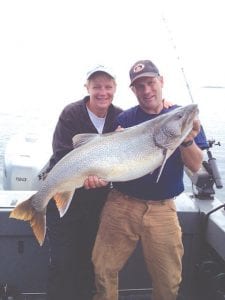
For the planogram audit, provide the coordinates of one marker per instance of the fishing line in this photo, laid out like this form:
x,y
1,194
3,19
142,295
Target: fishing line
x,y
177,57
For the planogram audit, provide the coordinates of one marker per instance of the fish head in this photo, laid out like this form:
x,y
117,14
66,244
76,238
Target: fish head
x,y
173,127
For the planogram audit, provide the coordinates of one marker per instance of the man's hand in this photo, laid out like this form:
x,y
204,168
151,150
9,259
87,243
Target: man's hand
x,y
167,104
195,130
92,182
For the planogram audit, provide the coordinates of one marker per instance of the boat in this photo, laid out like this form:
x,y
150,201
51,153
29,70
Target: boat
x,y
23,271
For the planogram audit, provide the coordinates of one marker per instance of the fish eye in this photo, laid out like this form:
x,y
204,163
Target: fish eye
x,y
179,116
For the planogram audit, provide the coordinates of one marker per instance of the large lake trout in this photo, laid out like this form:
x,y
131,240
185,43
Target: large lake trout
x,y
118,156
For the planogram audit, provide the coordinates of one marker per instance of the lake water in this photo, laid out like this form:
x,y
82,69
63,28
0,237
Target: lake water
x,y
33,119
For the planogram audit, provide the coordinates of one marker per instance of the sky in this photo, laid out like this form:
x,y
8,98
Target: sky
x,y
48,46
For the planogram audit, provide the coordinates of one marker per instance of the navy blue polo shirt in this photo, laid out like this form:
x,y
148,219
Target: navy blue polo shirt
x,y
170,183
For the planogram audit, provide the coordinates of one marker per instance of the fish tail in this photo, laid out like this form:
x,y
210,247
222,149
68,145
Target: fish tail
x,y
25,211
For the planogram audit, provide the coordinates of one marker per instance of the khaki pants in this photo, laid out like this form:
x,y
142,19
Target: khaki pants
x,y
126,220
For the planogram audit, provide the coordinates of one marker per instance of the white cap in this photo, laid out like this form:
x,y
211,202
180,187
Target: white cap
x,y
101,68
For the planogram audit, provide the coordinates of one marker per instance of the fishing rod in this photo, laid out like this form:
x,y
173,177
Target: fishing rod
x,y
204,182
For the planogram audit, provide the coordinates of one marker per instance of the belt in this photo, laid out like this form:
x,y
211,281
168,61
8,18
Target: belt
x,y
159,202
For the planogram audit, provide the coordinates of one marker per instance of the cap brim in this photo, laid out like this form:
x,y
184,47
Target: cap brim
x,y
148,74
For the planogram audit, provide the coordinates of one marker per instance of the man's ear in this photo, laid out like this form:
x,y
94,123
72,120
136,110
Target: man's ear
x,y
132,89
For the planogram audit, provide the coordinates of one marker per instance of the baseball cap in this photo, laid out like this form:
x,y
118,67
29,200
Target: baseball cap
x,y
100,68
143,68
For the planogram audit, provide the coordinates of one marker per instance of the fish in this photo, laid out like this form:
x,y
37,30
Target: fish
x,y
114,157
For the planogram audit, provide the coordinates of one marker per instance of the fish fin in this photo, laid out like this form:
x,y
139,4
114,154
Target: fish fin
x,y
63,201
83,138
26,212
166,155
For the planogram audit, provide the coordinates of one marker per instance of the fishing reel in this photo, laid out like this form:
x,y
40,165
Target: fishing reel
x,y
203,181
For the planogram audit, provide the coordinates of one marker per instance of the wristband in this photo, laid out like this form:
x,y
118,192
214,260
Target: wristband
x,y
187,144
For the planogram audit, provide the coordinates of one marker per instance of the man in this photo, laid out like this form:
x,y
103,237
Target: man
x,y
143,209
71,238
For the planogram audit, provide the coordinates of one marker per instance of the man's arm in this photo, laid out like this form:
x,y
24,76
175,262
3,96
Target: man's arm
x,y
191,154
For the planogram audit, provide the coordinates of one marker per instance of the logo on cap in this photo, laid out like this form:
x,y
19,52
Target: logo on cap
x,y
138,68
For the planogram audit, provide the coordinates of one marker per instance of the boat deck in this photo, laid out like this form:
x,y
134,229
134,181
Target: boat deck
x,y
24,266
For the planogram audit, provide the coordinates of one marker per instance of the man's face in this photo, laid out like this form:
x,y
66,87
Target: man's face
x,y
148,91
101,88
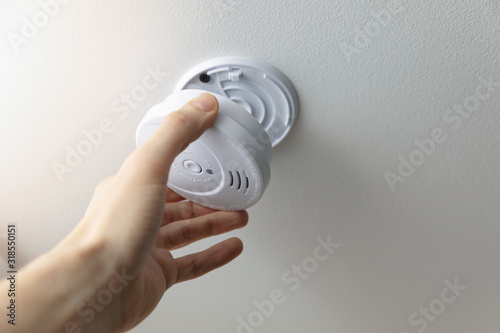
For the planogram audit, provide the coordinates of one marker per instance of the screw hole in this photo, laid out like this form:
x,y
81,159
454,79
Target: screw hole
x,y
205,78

EXERCISE:
Repeat all of the material above exactly, leaving out pictures.

TASK OUTPUT:
For the planogram audit, provide the coordinates of one marker per instance of the fishing line in this photo, laid out like this form:
x,y
1,194
3,19
142,295
Target: fishing line
x,y
177,57
For the planogram audit, provide the coordinates of one marker per instance of the fish head in this photo, laid out like this form:
x,y
117,14
66,244
76,238
Target: fish head
x,y
173,127
For the planogram audit, provide the coordinates of one marker per instance of the man's hand in this photo, laid out like this form:
x,y
204,168
151,150
9,259
87,243
Target: man's hand
x,y
167,104
195,130
92,182
For the planogram audit, provide the coordinates of one marker per instance of the boat in this photo, laid out like this form:
x,y
150,201
51,153
29,70
Target: boat
x,y
23,271
For the planogram audit, provide the coordinates of one marker per instance of the fish eye in this photo, laid out like this form:
x,y
204,163
Target: fish eye
x,y
179,116
For the planogram audit, provide the coordinates of one marker per instance of the large lake trout in this photo, laid out like this form:
x,y
131,240
185,43
Target: large lake trout
x,y
118,156
For the planogram audit, provide the coordinates of one marker per instance of the lake water in this photo, laid out like this form:
x,y
82,69
63,28
0,237
Target: lake water
x,y
33,119
For the planogram audit, provide the coordinates of one marker per instance of the sky in this photo, laid out like this form:
x,y
8,98
Target: sky
x,y
48,46
For the planogram audit, provide the coordinates of one marker per instance of the navy blue polo shirt in this photo, laid out like this form:
x,y
148,219
Target: navy blue polo shirt
x,y
170,183
For the planogram audit, provide the coordinates of one marker per instance of the fish tail in this photo, laid out like this form:
x,y
210,247
222,149
68,145
Target: fish tail
x,y
25,211
For the planogram audit, provide the coordinates of one marker per instance of the khaki pants in this photo, laid out like this form:
x,y
142,19
Target: khaki pants
x,y
126,220
For the planogram audit, provide the coordinates of one marker per instance of the white cap in this photo, laid out like this form:
x,y
211,202
180,187
Target: white cap
x,y
101,68
For the planogram audit, provide the coordinates of one marker per instance of the fishing rod in this photo, laid out like this form:
x,y
173,177
Target: fishing rod
x,y
204,182
For the planogram audit, provide the coordinates of one marker per instance of the belt in this photo, laid out like this form:
x,y
211,281
168,61
8,18
Target: belt
x,y
159,202
For the planogram audit, provide the coordinates of one marker per instance of the cap brim in this photo, laid out like this form:
x,y
184,47
Target: cap brim
x,y
148,74
For the planogram audit, provide the coordinates of one marker per instance of the man's ear in this photo, laid out like this form:
x,y
94,123
72,120
136,110
Target: man's ear
x,y
132,89
For the planogram audit, provide the coordinates of one marker per instance of the baseball cap in this photo, laid out like this form:
x,y
118,67
29,200
Target: baseball cap
x,y
100,68
143,68
For the planogram audit, provide the coordinates of one marker per instance of the fish in this photo, laid out like this form:
x,y
37,30
Target: fish
x,y
114,157
For the planogram audit, provide the coordinates of one marker per instance of the fish fin in this photo, laid out like this form:
x,y
139,4
114,154
Target: fish fin
x,y
63,201
83,138
26,212
166,155
For the planogram audit, provide the coordinates of one marker per instance of the fishing reel in this photo, laid out like this form:
x,y
40,165
Target: fishing reel
x,y
203,181
For the planogram audit, provide the coordinates of one marker per instance of the wristband in this photo, laid out like this form:
x,y
118,192
214,260
Target: wristband
x,y
187,144
For the planogram audit, provide the coordinates of one marker per instance of the man in this photo, laid out like this form:
x,y
103,237
Target: man
x,y
143,209
71,238
For the planogram audit, provide the coordinates of one marker per instance of the man's arm in this photo, laid out like this form:
x,y
24,76
175,262
3,96
Target: man's arm
x,y
191,154
For the planogram audit, provide the coordinates of one marker per instance of the logo on cap in this photo, laid out like this form:
x,y
19,52
Target: logo on cap
x,y
138,68
For the planogram audit, provide the coordinates of one marker per instance of the boat deck in this photo, laid out like this form:
x,y
134,229
134,181
Target: boat deck
x,y
24,266
For the planogram audit, provide the coordinates of one marker per instance of the man's face in this photo, laid out like this form:
x,y
66,87
Target: man's face
x,y
148,91
101,88
For the planogram audit, provide the coordinates of one marker per instance of the screw hole in this photo, laid out like this form:
x,y
81,159
454,79
Target: screw hole
x,y
205,78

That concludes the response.